Extract all records. Keep each one exact.

» **Record list**
----------

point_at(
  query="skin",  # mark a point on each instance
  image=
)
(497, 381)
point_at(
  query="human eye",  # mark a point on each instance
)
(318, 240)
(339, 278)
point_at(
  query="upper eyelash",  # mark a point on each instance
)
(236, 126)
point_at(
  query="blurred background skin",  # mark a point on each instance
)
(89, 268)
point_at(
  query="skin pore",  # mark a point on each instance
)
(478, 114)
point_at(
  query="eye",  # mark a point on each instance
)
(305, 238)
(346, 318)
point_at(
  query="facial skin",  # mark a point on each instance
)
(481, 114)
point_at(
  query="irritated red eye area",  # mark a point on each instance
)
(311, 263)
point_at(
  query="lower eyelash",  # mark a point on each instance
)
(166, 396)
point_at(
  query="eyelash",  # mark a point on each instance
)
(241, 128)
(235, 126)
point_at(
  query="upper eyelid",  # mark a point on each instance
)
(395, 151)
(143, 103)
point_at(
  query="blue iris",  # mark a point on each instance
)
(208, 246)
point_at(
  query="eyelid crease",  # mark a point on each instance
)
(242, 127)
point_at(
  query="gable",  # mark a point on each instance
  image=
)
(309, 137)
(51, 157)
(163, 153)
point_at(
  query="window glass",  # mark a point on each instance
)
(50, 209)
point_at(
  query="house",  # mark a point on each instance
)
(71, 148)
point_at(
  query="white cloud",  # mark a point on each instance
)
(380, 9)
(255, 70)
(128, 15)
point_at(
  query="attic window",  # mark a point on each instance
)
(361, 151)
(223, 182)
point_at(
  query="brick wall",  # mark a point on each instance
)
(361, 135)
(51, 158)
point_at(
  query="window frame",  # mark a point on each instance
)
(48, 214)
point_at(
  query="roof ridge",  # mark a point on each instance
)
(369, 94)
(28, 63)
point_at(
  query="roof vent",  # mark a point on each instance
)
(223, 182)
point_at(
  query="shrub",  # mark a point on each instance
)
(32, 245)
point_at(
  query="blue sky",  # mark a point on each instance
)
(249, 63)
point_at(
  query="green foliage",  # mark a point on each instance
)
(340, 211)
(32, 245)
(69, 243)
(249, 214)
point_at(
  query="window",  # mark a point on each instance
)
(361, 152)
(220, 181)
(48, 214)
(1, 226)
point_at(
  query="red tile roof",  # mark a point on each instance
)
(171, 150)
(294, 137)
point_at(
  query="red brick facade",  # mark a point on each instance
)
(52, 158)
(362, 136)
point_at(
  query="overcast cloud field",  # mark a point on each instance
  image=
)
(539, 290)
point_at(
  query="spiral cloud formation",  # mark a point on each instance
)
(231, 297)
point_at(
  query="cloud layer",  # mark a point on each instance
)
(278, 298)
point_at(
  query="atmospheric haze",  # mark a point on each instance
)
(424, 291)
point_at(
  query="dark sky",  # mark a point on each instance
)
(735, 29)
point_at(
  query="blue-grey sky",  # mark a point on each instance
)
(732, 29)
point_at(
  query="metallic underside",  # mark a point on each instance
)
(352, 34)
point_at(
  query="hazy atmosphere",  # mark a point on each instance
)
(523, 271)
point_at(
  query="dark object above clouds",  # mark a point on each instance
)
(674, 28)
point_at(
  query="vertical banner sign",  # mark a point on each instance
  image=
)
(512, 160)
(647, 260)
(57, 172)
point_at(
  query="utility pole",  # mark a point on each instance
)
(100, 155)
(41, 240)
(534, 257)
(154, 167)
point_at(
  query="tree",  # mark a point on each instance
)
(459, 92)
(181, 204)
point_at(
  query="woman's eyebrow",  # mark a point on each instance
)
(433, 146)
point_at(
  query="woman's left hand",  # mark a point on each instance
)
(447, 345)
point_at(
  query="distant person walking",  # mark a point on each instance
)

----------

» **Complete output**
point_at(
  query="skin",  # mark a point on each instance
  image=
)
(497, 381)
point_at(
  query="human eye",  # mark a point on each instance
)
(318, 240)
(339, 278)
point_at(
  query="upper eyelash",  # mark a point on each instance
)
(236, 126)
point_at(
  query="blurred background skin",  # mark a point on each instance
)
(89, 268)
point_at(
  query="skin pore",  # mark a point on each instance
)
(478, 114)
point_at(
  query="eye",  # mark a point on each instance
)
(305, 238)
(346, 318)
point_at(
  query="facial skin",  # mark a point on each instance
)
(481, 114)
point_at(
  query="irritated red eye area",  # mark a point on each instance
)
(311, 263)
point_at(
  query="lower eyelash",  # mark a point on each instance
)
(166, 396)
point_at(
  query="eyelash",  # mark a point on each instance
)
(241, 128)
(235, 126)
point_at(
  query="upper eyelid",  # mark a point on each instance
)
(395, 151)
(143, 103)
point_at(
  query="blue iris",  # mark a point on each instance
)
(208, 246)
point_at(
  query="eyelid crease",  # mark a point on each instance
)
(242, 127)
point_at(
  query="gable",  # mark a point on each instance
  image=
)
(309, 137)
(51, 157)
(163, 153)
point_at(
  query="window glass",  # mark a point on each instance
)
(50, 209)
point_at(
  query="house",  # mark a point on each instance
)
(71, 148)
point_at(
  query="white cloud",  # mark a point on each instance
)
(380, 9)
(255, 70)
(128, 15)
point_at(
  query="attic window",  # mark a point on each instance
)
(361, 151)
(223, 182)
point_at(
  query="brick wall",  # mark a point on each instance
)
(361, 135)
(51, 158)
point_at(
  query="window frame",  # mark a point on each instance
)
(48, 214)
point_at(
  query="roof ridge",  # mark a point on each instance
)
(369, 94)
(28, 63)
point_at(
  query="roof vent",  # mark a point on each instance
)
(223, 182)
point_at(
  query="shrub",  # mark a point on each instance
)
(32, 245)
point_at(
  query="blue sky",  # mark a point on each instance
)
(249, 63)
point_at(
  query="green foliage",  # mark a point on each instance
)
(340, 211)
(32, 245)
(69, 243)
(249, 214)
point_at(
  query="window",  # mark a point on each instance
)
(361, 152)
(220, 181)
(48, 214)
(1, 226)
point_at(
  query="red tile roof",  # mark a point on each instance
)
(171, 150)
(294, 137)
point_at(
  query="red brick facade",  # mark a point on each instance
)
(52, 158)
(362, 136)
point_at(
  query="overcast cloud field",  # mark a point on each instance
  image=
)
(539, 290)
point_at(
  query="spiral cloud formation",  # mark a point on each instance
)
(231, 297)
point_at(
  query="cloud layer",  # mark a point on each instance
)
(278, 298)
point_at(
  query="atmospheric haze",  # mark a point on each instance
)
(424, 291)
point_at(
  query="dark sky",  # mark a point on each instance
)
(735, 29)
point_at(
  query="blue-grey sky",  # mark a point on each instance
)
(732, 29)
point_at(
  query="metallic underside",  # mark a point on each instance
)
(352, 34)
point_at(
  query="hazy atmosphere",  # mark a point on each instance
)
(523, 271)
point_at(
  query="dark object above clouds",  # mark a point on each instance
)
(674, 28)
point_at(
  query="vertical banner sign",  # mark a point on each instance
  image=
)
(512, 160)
(647, 260)
(57, 172)
point_at(
  query="utility pole",  # mark a point on each instance
)
(100, 155)
(41, 240)
(534, 257)
(154, 167)
point_at(
  query="tree",  # mark a point on each instance
)
(459, 92)
(181, 204)
point_at(
  query="woman's eyebrow",  # mark a point on each instance
)
(433, 146)
point_at(
  query="woman's left hand",  # mark a point on each instance
)
(447, 345)
point_at(
  query="distant person walking",  # mark a point on each instance
)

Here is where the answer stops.